Practical Demonstration with Code

Let’s run both implementations with concrete examples to see how they work in practice:

import torch
import torch.nn as nn
import math

# Set random seed for reproducibility
torch.manual_seed(42)

# Configuration
batch_size = 2
seq_len = 10
d_model = 512
num_query_heads = 32
num_kv_heads = 8

# Create random input
x = torch.randn(batch_size, seq_len, d_model)

print("=" * 70)
print("INPUT CONFIGURATION")
print("=" * 70)
print(f"Input shape: {x.shape}")
print(f"  - Batch size: {batch_size}")
print(f"  - Sequence length: {seq_len}")
print(f"  - Model dimension (d_model): {d_model}")
print()

# ============================================================================
# Multi-Head Attention Example
# ============================================================================
print("=" * 70)
print("MULTI-HEAD ATTENTION")
print("=" * 70)

mha = MultiHeadAttention(d_model=d_model, num_heads=num_query_heads)
mha_output = mha(x)

print(f"Number of heads: {mha.num_heads}")
print(f"Head dimension: {mha.head_dim}")
print()
print("Weight matrices:")
print(f"  Q projection: {d_model} → {d_model}")
print(f"  K projection: {d_model} → {d_model}")
print(f"  V projection: {d_model} → {d_model}")
print()
print("After projection and reshaping:")
print(f"  Q shape: (batch={batch_size}, heads={num_query_heads}, seq={seq_len}, head_dim={mha.head_dim})")
print(f"  K shape: (batch={batch_size}, heads={num_query_heads}, seq={seq_len}, head_dim={mha.head_dim})")
print(f"  V shape: (batch={batch_size}, heads={num_query_heads}, seq={seq_len}, head_dim={mha.head_dim})")
print()
print(f"Output shape: {mha_output.shape}")
print()

# Calculate KV cache size for MHA
kv_cache_mha = num_query_heads * mha.head_dim * seq_len * 2  # *2 for K and V
print(f"KV cache size per sample: {kv_cache_mha:,} elements")
print()

Pointing and labeling listing:

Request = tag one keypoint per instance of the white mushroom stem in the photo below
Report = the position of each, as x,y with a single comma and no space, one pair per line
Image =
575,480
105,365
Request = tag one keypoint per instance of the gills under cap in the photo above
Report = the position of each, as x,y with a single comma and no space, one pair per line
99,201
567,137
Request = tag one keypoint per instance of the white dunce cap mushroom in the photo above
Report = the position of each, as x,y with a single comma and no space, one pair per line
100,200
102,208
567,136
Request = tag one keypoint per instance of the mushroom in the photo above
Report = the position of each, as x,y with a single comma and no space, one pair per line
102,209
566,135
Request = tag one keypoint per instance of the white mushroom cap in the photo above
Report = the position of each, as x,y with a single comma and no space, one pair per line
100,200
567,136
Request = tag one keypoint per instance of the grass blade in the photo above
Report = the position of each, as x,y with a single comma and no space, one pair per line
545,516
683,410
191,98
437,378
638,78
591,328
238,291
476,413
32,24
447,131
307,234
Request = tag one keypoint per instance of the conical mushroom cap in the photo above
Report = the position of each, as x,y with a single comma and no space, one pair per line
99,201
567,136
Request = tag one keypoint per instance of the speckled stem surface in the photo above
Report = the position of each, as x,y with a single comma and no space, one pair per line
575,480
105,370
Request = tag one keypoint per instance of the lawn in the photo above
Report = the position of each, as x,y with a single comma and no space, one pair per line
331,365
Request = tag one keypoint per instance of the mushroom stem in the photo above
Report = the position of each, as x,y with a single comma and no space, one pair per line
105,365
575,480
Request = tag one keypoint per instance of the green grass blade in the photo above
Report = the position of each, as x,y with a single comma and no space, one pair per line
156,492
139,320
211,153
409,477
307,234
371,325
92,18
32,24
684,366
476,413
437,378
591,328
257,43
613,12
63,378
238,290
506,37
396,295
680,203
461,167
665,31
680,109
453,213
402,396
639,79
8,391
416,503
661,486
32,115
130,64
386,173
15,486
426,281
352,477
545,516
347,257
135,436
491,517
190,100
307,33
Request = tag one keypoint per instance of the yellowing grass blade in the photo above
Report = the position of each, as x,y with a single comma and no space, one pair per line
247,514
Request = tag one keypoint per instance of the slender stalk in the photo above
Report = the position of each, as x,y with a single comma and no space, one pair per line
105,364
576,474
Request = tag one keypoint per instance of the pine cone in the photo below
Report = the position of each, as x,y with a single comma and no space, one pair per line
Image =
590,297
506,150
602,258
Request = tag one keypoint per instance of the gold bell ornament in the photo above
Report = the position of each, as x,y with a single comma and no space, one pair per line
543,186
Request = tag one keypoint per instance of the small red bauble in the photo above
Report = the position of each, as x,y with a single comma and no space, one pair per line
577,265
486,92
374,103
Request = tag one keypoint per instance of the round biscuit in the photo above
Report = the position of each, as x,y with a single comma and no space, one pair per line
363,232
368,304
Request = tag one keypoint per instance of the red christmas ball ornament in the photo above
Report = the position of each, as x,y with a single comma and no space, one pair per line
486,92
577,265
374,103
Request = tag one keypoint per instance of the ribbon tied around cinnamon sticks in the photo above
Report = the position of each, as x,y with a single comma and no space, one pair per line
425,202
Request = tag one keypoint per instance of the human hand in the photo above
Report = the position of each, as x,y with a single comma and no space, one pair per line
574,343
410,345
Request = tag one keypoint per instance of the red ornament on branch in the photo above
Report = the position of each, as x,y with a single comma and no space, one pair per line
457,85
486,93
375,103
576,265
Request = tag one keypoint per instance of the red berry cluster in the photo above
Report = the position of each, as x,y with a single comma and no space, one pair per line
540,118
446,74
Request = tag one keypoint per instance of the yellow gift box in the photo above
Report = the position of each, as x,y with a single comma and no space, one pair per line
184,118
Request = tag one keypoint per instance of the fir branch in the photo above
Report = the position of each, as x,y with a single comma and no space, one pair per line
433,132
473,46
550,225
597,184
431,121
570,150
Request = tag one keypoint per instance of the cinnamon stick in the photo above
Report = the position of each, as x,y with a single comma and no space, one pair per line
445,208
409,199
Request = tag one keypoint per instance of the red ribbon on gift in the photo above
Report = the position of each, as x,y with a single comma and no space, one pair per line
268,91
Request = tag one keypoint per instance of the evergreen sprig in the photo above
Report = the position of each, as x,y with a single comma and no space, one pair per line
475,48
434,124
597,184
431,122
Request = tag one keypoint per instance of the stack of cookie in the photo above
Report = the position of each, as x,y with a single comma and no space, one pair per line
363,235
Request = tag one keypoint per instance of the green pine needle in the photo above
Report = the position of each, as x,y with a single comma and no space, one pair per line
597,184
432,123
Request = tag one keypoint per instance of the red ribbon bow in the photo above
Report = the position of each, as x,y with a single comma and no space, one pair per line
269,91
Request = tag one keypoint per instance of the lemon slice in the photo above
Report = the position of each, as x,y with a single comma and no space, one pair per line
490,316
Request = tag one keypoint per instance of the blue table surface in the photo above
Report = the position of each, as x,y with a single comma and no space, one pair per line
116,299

# Objective 1
Which lines of the listing contain the word "grass"? Copy each of them, and note that case counts.
# Objective 2
Could you write the next part of the attention code demonstration, starting after its final line?

# Task response 1
Request = tag one keypoint per instance of the grass blade in the photo above
Request = tag one keypoint per instance of the green grass blade in the photo above
Request = tag one keypoint per instance of the yellowing grass blade in the photo above

# Task response 2
# ============================================================================
# Grouped-Query Attention Example
# ============================================================================
print("=" * 70)
print("GROUPED-QUERY ATTENTION")
print("=" * 70)

gqa = GroupedQueryAttention(d_model=d_model, num_query_heads=num_query_heads, num_kv_heads=num_kv_heads)
gqa_output = gqa(x)

print(f"Number of query heads: {gqa.num_query_heads}")
print(f"Number of KV heads: {gqa.num_kv_heads}")
print(f"Queries per KV head: {gqa.num_queries_per_kv}")
print(f"Head dimension: {gqa.head_dim}")
print()
print("Weight matrices:")
print(f"  Q projection: {d_model} → {d_model}")
print(f"  K projection: {d_model} → {gqa.kv_dim} (smaller!)")
print(f"  V projection: {d_model} → {gqa.kv_dim} (smaller!)")
print()
print("After projection and reshaping:")
print(f"  Q shape: (batch={batch_size}, heads={num_query_heads}, seq={seq_len}, head_dim={gqa.head_dim})")
print(f"  K shape: (batch={batch_size}, heads={num_kv_heads}, seq={seq_len}, head_dim={gqa.head_dim}) [before repeat]")
print(f"  V shape: (batch={batch_size}, heads={num_kv_heads}, seq={seq_len}, head_dim={gqa.head_dim}) [before repeat]")
print()
print("After repeat_interleave (to match Q heads):")
print(f"  K shape: (batch={batch_size}, heads={num_query_heads}, seq={seq_len}, head_dim={gqa.head_dim})")
print(f"  V shape: (batch={batch_size}, heads={num_query_heads}, seq={seq_len}, head_dim={gqa.head_dim})")
print()
print(f"Output shape: {gqa_output.shape}")
print()

# Calculate KV cache size for GQA
kv_cache_gqa = num_kv_heads * gqa.head_dim * seq_len * 2  # *2 for K and V
print(f"KV cache size per sample: {kv_cache_gqa:,} elements")
print()

# ============================================================================
# Comparison
# ============================================================================
print("=" * 70)
print("COMPARISON")
print("=" * 70)
print(f"MHA KV cache: {kv_cache_mha:,} elements")
print(f"GQA KV cache: {kv_cache_gqa:,} elements")
print(f"Memory reduction: {kv_cache_mha / kv_cache_gqa:.1f}x")
print()
print(f"MHA output shape: {mha_output.shape}")
print(f"GQA output shape: {gqa_output.shape}")
print()
print("✓ Both produce the same output shape!")
print()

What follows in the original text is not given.